Exercise objective: The entries below should be transcribed in their entirety, exactly as written.

Supplied data:
——————
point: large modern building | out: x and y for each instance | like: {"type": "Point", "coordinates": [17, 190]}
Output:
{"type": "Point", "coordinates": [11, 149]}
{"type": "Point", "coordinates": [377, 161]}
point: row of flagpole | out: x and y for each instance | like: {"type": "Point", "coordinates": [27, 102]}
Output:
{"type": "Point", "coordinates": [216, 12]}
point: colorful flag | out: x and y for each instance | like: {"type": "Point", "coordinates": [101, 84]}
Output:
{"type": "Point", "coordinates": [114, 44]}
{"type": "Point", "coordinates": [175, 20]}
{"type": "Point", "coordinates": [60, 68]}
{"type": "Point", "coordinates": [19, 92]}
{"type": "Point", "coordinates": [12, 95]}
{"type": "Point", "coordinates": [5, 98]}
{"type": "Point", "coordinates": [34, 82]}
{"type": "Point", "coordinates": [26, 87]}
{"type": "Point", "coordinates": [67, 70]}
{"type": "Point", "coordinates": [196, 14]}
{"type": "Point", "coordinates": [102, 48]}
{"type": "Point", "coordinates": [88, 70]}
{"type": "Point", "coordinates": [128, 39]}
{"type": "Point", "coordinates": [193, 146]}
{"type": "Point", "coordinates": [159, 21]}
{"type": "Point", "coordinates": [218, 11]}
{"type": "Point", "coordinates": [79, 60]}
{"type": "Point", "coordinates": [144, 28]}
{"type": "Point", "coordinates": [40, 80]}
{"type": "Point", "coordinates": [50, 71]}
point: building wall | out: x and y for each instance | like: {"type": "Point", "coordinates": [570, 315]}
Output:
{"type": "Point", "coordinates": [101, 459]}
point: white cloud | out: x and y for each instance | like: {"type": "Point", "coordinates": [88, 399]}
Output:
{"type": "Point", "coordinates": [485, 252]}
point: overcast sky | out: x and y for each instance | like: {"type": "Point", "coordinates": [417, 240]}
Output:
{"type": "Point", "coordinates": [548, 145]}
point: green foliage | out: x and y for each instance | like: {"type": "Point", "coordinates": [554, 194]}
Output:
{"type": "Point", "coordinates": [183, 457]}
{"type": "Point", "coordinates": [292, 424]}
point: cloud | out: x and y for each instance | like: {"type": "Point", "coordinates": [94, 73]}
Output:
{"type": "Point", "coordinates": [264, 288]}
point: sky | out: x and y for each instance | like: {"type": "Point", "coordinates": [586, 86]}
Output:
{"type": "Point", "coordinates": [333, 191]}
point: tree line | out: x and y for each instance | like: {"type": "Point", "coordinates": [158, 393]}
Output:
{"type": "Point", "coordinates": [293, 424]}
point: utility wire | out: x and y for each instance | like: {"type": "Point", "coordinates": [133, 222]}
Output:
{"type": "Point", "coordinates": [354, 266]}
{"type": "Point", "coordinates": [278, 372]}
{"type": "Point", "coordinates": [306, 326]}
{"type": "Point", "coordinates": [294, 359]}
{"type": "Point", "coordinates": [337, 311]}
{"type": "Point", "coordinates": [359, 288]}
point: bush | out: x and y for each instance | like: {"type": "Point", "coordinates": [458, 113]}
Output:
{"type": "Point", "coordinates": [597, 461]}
——————
Answer for the task:
point: large modern building | out: x and y for each instance | like: {"type": "Point", "coordinates": [17, 190]}
Output:
{"type": "Point", "coordinates": [11, 149]}
{"type": "Point", "coordinates": [377, 161]}
point: row of flagpole | out: x and y for each instance | like: {"type": "Point", "coordinates": [27, 102]}
Output:
{"type": "Point", "coordinates": [216, 12]}
point: colorful flag | out: x and y for each instance | like: {"type": "Point", "coordinates": [101, 84]}
Output:
{"type": "Point", "coordinates": [114, 44]}
{"type": "Point", "coordinates": [175, 20]}
{"type": "Point", "coordinates": [60, 68]}
{"type": "Point", "coordinates": [19, 92]}
{"type": "Point", "coordinates": [12, 95]}
{"type": "Point", "coordinates": [5, 98]}
{"type": "Point", "coordinates": [34, 82]}
{"type": "Point", "coordinates": [26, 87]}
{"type": "Point", "coordinates": [67, 70]}
{"type": "Point", "coordinates": [196, 14]}
{"type": "Point", "coordinates": [102, 48]}
{"type": "Point", "coordinates": [88, 70]}
{"type": "Point", "coordinates": [128, 39]}
{"type": "Point", "coordinates": [193, 146]}
{"type": "Point", "coordinates": [159, 21]}
{"type": "Point", "coordinates": [218, 11]}
{"type": "Point", "coordinates": [79, 60]}
{"type": "Point", "coordinates": [144, 28]}
{"type": "Point", "coordinates": [40, 80]}
{"type": "Point", "coordinates": [50, 71]}
point: building wall | out: x and y for each instance | like: {"type": "Point", "coordinates": [570, 315]}
Output:
{"type": "Point", "coordinates": [101, 459]}
point: white cloud | out: x and y for each instance | like: {"type": "Point", "coordinates": [88, 399]}
Output:
{"type": "Point", "coordinates": [485, 252]}
point: overcast sky | out: x and y for each instance | like: {"type": "Point", "coordinates": [417, 240]}
Output:
{"type": "Point", "coordinates": [548, 145]}
point: green foliage | out: x and y for each instance | like: {"type": "Point", "coordinates": [554, 194]}
Output:
{"type": "Point", "coordinates": [183, 457]}
{"type": "Point", "coordinates": [292, 424]}
point: cloud | out: x and y for each instance | like: {"type": "Point", "coordinates": [94, 73]}
Output:
{"type": "Point", "coordinates": [264, 288]}
point: sky | out: x and y for each instance | like: {"type": "Point", "coordinates": [586, 86]}
Output:
{"type": "Point", "coordinates": [333, 191]}
point: tree line | out: x and y for each instance | like: {"type": "Point", "coordinates": [158, 393]}
Output:
{"type": "Point", "coordinates": [293, 424]}
point: utility wire | out: x and y for each instance | like: {"type": "Point", "coordinates": [133, 222]}
Output:
{"type": "Point", "coordinates": [354, 266]}
{"type": "Point", "coordinates": [278, 372]}
{"type": "Point", "coordinates": [306, 326]}
{"type": "Point", "coordinates": [294, 359]}
{"type": "Point", "coordinates": [337, 311]}
{"type": "Point", "coordinates": [359, 288]}
point: bush | out: x and y for each instance | like: {"type": "Point", "coordinates": [458, 113]}
Output:
{"type": "Point", "coordinates": [597, 461]}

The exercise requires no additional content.